B1179-JAS154

Book Review Of The Wild Geese (Tuttle Classics), by Ogai Mori

Copyright © by Jessica Schneider, 10/21/11

 

  In Japanese literature, two names are often lumped together: Soseki Natsume and Ogai Mori. Both are noted for having written during the fall of the Meiji Era—or what marked the decline of the classical image of Japan as it struggled to accept the new Western influences. They are also two writers who were hugely impacted by the suicide of General Nogi (which was carried out following the death of Emperor Meiji). Soseki’s novel, Kokoro, contains the influence of such, and many of his works have been translated into English. Ogai, however, is not as easily available in translation.

  The Wild Geese is the first Ogai novel I’ve read, and it is interesting to notice how he has influenced many later writers, like Tanizaki and Kawabata. The Wild Geese takes place during the fall of the Meiji Era, and involves a young woman who puts her father’s happiness before her own. Thus, to please him, Otama agrees to become a mistress for a usurer—a position she regards with scorn. She ultimately regrets her decision, for not only does she feel humiliated by it, the consequences bring on poverty as well as personal degradation. Ogai describes the internal turmoil well:

  “She knew she had degraded herself to the lowest limits, yet she had still sought a kind of spiritual comfort in the unselfishness of her choice.”

Instructions
a) Please repeat word for word the passage of the review of The Wild Geese starting with "Book Review Of" and going on through "available in translation.".
b) Carry on the review of The Wild Geese from its last sentence.

Material provided
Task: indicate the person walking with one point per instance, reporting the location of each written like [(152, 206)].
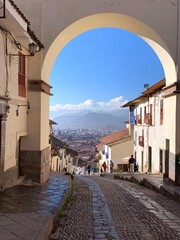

Task responses
a)
Book Review Of The Wild Geese (Tuttle Classics), by Ogai Mori

Copyright © by Jessica Schneider, 10/21/11

 

  In Japanese literature, two names are often lumped together: Soseki Natsume and Ogai Mori. Both are noted for having written during the fall of the Meiji Era—or what marked the decline of the classical image of Japan as it struggled to accept the new Western influences. They are also two writers who were hugely impacted by the suicide of General Nogi (which was carried out following the death of Emperor Meiji). Soseki’s novel, Kokoro, contains the influence of such, and many of his works have been translated into English. Ogai, however, is not as easily available in translation.

b)
  Upon learning that her new husband is an usurer, Otama becomes overwhelmed with turmoil, and yet when she wishes to inform her father of her situation, she declines, for she does not want to spoil any of his happiness. She views any sort of bad news as a kind of poison, and “she didn’t want to pour a drop of poison into the sake cup he [her father] held in his hand.”

  Interestingly, Otama finally begins to feel her independence for the first time when she chooses to hold her sadness in, showing that even misery can be a possession. It is, after all, her misery. Just as the narrator notes: “Resignation was the mental attitude she had most experienced. And in this direction her mind adjusted itself like a well-oiled machine.”

  The reference to The Wild Geese in the title refers to her desire for a life without restriction. Ironically, much of the restriction that befalls her is not only due to the era in which she lives, but her own actions. By not wanting to ruin her father’s happiness, she ultimately ends up destroying her own.

  The Wild Geese is told via a very spare style of storytelling, and just like many of Kawabata’s novels, The Wild Geese ends on a metaphor. The symbolism is never forced, but implied. One reviewer on Amazon commented that this is a story about unfairness, and in many ways, this is true, albeit that unfairness is brought on by a number of different circumstances, some of which are brought on by the heroine herself via her lack of any real effort to change it.

  Throughout the tale, Ogai reveals Otama’s yearning in a myriad of ways. For example, in one scene he describes the difference between the window shopper who cannot afford whatever is in the window from that of a shoplifter. The narrator distinguishes between the two types of yearning and the restlessness that is involved. The woman who cannot afford the article might revisit the window and gain sadness upon the mere sight of it, even though she knows she will never own it:

  “Though she recognizes that she will never be able to buy the article, the renunciation and the desire…often give rise to a not too keen but rather faint and sweetly sad emotion. And she enjoys feeling it.”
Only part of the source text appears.